DOCUMENT EXCERPT:

* * *

The coalition vision for higher education will cause student fees to skyrocket. Under a system of deregulation, students will pay higher interest rates on the HECS debt and pay it back at income levels lower than those that currently apply. Postgraduate students will pay thousands of dollars a year in extra fees and public universities will now be forced to compete with private education companies for government funding.

The government's plans will force students to pay an additional $3.2 billion for university education through a lower HECS repayment threshold and the charging of real interest rates of up to six per cent on their debt. The latter change is perhaps the most insidious. Charging real interest rates means an individual's debt will continue to grow over the course of their working life at a rate higher than wage increases. Yes, the debt will increase over the working life of many graduates. The most perverse element of the change is that graduates on lower incomes who take longer to pay back their debt will end up paying more than those on higher incomes. Clearly, this is a regressive user-pays model for funding public education and the antithesis of what a fair, just and accessible system should look like.

* * *

DATA SHOWN:
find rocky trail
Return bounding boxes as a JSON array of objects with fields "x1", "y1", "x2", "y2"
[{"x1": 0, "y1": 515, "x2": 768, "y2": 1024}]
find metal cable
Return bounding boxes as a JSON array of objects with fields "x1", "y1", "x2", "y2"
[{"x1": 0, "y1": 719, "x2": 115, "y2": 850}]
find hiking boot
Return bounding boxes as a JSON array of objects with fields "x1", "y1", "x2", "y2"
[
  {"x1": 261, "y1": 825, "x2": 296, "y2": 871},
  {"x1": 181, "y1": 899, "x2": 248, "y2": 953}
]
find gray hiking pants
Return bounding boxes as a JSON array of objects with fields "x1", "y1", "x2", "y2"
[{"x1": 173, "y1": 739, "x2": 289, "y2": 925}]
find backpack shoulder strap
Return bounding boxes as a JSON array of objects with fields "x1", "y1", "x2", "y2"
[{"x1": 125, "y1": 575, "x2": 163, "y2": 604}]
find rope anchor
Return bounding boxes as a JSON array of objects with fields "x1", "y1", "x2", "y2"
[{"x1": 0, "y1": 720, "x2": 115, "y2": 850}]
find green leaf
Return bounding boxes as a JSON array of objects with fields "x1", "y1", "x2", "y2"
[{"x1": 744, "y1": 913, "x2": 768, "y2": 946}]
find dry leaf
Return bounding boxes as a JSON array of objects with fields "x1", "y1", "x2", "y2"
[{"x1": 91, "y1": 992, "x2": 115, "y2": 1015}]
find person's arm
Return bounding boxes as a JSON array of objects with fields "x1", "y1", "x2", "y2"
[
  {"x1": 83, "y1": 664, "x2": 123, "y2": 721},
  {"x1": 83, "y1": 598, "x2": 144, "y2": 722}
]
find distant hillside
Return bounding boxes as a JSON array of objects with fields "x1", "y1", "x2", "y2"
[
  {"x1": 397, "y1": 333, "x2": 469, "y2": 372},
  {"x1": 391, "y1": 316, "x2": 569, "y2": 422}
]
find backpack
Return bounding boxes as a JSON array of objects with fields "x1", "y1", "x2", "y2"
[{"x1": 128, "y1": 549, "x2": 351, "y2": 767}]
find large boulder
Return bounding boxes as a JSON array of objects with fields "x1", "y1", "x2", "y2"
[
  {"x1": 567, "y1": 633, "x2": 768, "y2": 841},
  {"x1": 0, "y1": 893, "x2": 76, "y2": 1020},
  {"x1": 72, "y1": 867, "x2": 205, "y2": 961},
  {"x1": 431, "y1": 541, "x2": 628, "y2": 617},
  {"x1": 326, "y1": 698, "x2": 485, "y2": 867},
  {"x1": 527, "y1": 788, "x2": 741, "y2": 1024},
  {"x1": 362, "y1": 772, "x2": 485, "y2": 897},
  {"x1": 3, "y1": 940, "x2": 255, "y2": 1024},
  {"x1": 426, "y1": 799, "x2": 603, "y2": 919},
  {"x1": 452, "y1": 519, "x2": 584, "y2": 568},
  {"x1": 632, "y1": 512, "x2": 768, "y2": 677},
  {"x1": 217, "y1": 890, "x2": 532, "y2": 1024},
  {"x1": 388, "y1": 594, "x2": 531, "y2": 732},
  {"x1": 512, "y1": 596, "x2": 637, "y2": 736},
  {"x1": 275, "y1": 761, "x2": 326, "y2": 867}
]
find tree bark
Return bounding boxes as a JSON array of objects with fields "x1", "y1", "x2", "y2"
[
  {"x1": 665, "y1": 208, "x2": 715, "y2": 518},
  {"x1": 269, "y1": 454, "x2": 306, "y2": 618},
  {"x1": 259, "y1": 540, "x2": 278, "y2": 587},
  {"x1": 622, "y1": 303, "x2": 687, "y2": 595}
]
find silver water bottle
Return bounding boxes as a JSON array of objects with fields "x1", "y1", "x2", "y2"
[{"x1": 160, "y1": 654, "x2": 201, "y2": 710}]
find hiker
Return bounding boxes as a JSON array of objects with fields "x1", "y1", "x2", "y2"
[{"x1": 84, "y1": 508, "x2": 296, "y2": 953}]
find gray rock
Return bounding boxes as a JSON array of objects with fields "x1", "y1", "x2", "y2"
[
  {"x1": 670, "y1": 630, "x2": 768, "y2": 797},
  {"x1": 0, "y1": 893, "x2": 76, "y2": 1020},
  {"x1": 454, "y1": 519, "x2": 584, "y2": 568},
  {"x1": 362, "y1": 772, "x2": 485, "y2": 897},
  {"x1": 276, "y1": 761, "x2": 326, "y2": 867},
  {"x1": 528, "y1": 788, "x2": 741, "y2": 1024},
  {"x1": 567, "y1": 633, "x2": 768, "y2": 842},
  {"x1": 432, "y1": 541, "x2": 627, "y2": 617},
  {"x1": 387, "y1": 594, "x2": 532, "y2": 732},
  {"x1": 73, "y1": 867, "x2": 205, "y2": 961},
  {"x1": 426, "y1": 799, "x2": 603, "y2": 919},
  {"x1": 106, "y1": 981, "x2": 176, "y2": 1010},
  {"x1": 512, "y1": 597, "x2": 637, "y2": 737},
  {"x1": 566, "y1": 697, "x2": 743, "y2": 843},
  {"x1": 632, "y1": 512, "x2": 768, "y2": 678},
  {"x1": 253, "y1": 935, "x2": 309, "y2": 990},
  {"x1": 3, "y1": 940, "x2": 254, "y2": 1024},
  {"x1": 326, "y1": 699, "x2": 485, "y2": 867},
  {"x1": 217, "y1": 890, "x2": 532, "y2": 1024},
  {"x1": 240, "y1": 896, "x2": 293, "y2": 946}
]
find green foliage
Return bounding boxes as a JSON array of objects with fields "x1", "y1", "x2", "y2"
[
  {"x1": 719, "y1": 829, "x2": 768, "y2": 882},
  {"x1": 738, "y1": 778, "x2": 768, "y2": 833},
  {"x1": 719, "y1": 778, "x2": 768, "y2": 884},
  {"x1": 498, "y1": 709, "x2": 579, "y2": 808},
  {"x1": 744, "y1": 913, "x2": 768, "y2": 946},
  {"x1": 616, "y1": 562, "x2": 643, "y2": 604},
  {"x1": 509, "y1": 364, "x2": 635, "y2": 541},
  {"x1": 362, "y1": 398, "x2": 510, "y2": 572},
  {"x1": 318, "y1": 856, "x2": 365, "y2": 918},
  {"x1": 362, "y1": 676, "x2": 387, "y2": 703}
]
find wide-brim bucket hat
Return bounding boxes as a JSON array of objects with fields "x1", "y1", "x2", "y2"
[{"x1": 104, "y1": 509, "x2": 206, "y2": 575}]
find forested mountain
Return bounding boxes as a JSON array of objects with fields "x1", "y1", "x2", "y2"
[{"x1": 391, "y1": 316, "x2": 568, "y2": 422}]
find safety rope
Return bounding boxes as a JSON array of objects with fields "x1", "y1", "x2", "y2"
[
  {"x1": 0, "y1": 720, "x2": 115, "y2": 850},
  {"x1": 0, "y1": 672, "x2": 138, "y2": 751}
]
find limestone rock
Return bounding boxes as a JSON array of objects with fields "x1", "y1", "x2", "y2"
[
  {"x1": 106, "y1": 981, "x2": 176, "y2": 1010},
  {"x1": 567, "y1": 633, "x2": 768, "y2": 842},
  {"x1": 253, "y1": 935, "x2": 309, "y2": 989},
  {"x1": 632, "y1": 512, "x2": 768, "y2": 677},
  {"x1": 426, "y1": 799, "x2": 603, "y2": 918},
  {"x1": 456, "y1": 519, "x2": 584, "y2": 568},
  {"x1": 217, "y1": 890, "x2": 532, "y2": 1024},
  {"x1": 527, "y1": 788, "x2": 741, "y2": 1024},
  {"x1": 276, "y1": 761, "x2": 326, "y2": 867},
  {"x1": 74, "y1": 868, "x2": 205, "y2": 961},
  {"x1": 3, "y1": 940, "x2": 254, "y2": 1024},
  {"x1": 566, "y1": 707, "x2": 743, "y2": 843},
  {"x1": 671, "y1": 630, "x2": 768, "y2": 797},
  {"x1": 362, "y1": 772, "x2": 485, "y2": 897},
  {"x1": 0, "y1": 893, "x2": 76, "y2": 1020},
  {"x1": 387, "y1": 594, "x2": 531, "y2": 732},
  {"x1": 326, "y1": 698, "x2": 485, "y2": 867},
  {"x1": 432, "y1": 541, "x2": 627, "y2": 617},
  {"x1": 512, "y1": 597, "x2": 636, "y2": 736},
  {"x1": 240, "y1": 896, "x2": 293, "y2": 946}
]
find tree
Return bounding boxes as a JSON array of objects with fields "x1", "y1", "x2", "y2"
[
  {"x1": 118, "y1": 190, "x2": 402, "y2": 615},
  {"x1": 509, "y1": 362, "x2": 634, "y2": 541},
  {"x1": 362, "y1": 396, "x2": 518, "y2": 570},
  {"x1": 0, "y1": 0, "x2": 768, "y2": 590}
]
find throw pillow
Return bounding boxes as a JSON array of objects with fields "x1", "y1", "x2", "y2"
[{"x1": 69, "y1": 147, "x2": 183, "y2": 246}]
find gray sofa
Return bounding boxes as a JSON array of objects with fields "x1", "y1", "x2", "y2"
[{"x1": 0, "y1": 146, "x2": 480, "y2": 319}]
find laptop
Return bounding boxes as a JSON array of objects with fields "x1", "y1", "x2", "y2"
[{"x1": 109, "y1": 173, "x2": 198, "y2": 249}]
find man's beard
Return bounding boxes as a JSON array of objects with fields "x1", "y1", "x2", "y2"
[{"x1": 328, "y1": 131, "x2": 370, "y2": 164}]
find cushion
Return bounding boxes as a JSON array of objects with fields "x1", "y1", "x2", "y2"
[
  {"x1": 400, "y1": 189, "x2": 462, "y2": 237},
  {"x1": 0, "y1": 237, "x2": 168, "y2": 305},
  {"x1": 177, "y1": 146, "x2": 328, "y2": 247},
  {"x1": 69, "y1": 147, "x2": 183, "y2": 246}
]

* * *

TASKS TO COMPLETE:
a - According to the passage on higher education fees, why will graduates on lower incomes end up paying more for their degrees than graduates on higher incomes? Answer in one to three sentences.
b - Write out the stretch of the passage on higher education fees from "The government's plans" through "should look like.".

RESULTS:
a - Under the plan, real interest rates of up to six per cent would be charged on HECS debt, so the debt would keep growing faster than wages over a graduate's working life. Graduates on lower incomes take longer to pay their debt back, so it grows for longer and they pay more in total.

b -
The government's plans will force students to pay an additional $3.2 billion for university education through a lower HECS repayment threshold and the charging of real interest rates of up to six per cent on their debt. The latter change is perhaps the most insidious. Charging real interest rates means an individual's debt will continue to grow over the course of their working life at a rate higher than wage increases. Yes, the debt will increase over the working life of many graduates. The most perverse element of the change is that graduates on lower incomes who take longer to pay back their debt will end up paying more than those on higher incomes. Clearly, this is a regressive user-pays model for funding public education and the antithesis of what a fair, just and accessible system should look like.